**Given passage**.
SGD with Nesterov momentum.
The key difference: compute gradient at the "lookahead" position.
"""
theta = theta_init.copy()
velocity = np.zeros_like(theta)
history = []
for t in range(num_steps):
# Lookahead position
lookahead = theta - lr * momentum * velocity
loss = loss_fn(theta)
grad = grad_fn(lookahead) # Gradient at lookahead!
history.append(loss)
# Update velocity
velocity = momentum * velocity + grad
# Update parameters
theta = theta - lr * velocity
return theta, history
Choosing the Momentum Coefficient¶
| β Value | Behavior | Use Case |
|---|---|---|
| 0.0 | No momentum (vanilla SGD) | Debugging, baselines |
| 0.5 | Light momentum | Noisy gradients |
| 0.9 | Standard | Most applications |
| 0.99 | Heavy momentum | Very smooth landscapes |
Rule of thumb: Start with β = 0.9. If training is unstable, reduce it.

**Work task**. Repeat word for word the section of the Nesterov momentum text that opens with the words containing "history = []" and closes with "Gradient at lookahead!".

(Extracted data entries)
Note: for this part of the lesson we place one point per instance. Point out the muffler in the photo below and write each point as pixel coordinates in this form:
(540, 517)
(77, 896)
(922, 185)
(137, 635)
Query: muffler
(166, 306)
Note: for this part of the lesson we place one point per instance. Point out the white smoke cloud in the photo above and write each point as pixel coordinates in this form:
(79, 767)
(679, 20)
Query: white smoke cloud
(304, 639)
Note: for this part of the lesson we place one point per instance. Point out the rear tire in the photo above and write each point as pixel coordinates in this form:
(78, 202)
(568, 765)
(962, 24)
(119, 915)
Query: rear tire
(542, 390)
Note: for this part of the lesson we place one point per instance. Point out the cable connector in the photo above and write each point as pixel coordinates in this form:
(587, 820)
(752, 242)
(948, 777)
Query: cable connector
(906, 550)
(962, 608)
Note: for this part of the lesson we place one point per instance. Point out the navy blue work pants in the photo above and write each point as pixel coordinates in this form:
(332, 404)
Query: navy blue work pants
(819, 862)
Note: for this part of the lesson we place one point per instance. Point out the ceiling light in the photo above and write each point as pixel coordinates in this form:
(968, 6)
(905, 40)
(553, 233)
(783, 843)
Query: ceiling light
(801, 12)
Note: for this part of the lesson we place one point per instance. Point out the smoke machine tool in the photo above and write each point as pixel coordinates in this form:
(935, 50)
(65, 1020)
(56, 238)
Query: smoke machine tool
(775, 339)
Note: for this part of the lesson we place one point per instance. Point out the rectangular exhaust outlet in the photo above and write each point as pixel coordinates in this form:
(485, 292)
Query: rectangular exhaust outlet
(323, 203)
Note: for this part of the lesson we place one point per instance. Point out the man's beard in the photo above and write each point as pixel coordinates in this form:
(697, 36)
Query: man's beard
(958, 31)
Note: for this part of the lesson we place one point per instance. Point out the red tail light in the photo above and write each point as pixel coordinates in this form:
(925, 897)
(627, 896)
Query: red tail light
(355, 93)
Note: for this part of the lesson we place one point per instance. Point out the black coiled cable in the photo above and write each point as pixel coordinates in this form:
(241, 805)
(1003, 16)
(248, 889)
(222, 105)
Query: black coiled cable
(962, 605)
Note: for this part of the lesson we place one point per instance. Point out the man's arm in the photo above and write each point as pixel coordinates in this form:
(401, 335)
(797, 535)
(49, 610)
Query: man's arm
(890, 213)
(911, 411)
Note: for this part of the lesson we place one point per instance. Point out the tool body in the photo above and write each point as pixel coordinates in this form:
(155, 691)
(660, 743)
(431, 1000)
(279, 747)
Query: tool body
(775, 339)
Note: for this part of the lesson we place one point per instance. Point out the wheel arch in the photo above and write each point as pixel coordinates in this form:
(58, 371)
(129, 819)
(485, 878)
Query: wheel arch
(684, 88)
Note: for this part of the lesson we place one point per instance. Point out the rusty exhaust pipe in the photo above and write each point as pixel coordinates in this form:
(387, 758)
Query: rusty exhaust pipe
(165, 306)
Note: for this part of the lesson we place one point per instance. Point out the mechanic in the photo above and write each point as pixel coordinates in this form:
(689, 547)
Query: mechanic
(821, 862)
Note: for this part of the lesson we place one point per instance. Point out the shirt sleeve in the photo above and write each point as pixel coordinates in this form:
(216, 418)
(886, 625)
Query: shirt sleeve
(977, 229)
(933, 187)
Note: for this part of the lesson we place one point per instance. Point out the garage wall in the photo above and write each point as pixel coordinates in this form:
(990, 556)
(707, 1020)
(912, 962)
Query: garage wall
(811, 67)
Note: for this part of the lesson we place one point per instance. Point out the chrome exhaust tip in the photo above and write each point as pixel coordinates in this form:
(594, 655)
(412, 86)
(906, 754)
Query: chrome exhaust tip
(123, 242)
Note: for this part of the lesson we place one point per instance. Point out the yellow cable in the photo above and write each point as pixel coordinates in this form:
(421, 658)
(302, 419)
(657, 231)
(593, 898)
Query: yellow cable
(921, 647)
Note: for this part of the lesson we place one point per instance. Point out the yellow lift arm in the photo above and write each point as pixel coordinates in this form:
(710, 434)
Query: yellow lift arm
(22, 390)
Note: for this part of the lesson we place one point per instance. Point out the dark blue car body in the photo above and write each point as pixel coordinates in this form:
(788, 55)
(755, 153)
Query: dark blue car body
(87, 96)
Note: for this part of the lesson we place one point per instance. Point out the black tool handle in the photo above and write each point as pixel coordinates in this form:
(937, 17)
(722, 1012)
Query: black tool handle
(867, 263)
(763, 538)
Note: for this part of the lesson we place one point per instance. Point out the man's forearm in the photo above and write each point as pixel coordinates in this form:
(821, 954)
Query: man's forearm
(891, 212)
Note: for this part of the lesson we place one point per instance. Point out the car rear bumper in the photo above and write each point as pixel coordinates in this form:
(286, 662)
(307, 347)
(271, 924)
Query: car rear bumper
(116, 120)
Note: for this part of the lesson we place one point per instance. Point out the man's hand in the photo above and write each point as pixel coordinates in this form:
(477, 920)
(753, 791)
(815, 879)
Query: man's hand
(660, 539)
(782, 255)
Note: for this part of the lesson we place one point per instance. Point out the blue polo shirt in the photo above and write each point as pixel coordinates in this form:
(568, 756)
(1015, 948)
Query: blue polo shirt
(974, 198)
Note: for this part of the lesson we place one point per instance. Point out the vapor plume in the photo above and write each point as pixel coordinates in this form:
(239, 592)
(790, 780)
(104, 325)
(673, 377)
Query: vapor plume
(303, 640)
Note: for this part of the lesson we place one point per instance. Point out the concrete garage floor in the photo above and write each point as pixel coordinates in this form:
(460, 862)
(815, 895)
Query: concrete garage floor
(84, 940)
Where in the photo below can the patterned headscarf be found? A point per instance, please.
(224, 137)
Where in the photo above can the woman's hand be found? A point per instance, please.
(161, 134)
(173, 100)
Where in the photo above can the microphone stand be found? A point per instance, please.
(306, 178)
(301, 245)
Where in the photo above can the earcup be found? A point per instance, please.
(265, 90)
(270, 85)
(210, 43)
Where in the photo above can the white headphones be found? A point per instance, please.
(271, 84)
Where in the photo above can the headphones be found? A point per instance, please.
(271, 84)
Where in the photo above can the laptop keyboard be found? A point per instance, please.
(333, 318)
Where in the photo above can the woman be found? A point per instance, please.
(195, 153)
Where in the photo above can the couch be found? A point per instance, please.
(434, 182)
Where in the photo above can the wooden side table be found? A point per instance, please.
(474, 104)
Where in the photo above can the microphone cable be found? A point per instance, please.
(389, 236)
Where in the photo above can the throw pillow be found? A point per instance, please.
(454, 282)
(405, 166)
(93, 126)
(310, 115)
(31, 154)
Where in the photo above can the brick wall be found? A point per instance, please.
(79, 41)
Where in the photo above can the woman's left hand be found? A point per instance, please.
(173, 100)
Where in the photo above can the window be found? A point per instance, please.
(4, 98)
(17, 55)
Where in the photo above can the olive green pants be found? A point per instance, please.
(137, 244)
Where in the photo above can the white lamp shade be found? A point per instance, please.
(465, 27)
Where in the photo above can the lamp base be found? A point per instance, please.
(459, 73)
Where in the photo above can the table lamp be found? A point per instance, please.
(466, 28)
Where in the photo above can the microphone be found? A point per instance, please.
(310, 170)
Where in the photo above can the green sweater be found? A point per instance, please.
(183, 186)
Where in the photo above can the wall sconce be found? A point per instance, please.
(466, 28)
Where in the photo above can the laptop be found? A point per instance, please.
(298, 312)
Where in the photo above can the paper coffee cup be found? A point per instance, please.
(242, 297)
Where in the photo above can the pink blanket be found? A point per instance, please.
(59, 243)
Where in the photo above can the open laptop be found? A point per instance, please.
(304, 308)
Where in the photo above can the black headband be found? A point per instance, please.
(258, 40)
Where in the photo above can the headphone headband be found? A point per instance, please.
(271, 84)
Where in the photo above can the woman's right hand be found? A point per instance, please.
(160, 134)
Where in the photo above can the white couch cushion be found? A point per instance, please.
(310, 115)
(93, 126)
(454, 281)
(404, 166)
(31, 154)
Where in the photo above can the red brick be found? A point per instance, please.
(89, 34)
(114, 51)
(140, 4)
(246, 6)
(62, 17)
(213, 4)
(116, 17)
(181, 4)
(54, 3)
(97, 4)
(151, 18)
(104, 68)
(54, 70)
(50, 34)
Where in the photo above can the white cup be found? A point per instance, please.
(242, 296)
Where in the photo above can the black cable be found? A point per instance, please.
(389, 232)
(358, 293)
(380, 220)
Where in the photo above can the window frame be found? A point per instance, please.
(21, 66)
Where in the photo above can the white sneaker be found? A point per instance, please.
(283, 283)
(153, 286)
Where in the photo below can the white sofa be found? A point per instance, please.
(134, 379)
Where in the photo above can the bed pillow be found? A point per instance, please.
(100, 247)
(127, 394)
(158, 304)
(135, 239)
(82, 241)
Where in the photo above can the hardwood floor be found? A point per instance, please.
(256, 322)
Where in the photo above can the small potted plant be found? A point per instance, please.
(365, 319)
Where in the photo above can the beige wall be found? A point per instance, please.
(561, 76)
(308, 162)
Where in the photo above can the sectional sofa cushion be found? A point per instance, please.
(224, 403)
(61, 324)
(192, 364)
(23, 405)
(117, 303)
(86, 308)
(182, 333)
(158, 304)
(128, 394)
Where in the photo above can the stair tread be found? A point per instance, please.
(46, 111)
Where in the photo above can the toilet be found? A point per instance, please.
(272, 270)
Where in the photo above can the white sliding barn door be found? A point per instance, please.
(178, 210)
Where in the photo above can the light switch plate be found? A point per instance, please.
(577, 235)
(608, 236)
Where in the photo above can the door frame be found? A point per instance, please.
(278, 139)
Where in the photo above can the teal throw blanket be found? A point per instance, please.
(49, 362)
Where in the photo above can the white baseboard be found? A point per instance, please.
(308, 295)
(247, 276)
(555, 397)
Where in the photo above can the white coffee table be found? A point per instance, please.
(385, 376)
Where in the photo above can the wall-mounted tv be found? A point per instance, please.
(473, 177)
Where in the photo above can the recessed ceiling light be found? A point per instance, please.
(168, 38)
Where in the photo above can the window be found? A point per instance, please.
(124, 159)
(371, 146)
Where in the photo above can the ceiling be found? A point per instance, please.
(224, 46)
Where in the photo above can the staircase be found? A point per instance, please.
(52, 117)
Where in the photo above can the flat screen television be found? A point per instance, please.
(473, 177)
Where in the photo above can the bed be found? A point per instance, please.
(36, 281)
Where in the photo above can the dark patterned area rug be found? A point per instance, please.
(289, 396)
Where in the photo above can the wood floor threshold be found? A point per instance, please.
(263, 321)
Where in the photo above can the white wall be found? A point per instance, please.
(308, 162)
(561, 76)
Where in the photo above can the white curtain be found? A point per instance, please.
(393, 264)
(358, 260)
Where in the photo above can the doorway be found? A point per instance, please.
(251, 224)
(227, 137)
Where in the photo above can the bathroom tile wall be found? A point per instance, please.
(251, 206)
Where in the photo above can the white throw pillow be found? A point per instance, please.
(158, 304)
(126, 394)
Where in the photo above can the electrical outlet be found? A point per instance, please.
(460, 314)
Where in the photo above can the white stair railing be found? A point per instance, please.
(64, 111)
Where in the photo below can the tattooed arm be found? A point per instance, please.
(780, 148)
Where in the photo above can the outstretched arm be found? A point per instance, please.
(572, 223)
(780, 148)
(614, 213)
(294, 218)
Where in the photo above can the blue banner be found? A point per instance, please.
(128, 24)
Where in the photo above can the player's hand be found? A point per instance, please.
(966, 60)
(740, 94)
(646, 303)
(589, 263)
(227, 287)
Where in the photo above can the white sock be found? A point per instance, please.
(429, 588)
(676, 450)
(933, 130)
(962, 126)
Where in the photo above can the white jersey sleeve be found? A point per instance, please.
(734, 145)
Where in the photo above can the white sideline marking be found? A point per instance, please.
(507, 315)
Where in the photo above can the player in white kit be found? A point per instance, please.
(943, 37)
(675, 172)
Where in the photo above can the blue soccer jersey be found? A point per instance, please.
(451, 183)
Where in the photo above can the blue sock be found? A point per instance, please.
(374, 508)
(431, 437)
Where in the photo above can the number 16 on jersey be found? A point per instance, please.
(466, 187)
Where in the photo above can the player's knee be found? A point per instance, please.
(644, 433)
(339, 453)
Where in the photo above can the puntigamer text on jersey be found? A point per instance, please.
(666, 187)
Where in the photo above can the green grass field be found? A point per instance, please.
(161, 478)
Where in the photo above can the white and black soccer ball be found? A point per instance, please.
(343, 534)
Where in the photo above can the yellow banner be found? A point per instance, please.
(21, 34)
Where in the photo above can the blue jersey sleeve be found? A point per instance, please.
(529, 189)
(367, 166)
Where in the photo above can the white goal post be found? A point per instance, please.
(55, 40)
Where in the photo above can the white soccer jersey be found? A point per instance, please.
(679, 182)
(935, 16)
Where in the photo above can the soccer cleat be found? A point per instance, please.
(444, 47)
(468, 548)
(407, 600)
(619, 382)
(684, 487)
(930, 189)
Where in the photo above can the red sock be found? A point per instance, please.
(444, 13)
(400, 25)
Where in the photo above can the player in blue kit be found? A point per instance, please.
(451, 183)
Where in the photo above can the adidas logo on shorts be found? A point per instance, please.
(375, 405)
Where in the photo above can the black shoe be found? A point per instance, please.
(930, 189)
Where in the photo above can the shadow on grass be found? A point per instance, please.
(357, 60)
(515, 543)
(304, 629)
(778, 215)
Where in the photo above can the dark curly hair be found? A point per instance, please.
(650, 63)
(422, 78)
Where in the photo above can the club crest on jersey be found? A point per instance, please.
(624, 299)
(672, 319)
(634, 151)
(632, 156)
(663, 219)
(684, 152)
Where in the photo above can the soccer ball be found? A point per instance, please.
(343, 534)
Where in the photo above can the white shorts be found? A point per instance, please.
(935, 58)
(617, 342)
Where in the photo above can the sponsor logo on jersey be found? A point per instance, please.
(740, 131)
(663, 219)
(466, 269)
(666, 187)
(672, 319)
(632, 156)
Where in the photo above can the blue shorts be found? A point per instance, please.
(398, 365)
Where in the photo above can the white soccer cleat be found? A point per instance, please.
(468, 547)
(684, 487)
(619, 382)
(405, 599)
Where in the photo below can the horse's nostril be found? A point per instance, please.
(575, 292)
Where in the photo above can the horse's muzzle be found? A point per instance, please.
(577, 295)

**Solution to this problem**.
history = []
for t in range(num_steps):
# Lookahead position
lookahead = theta - lr * momentum * velocity
loss = loss_fn(theta)
grad = grad_fn(lookahead) # Gradient at lookahead!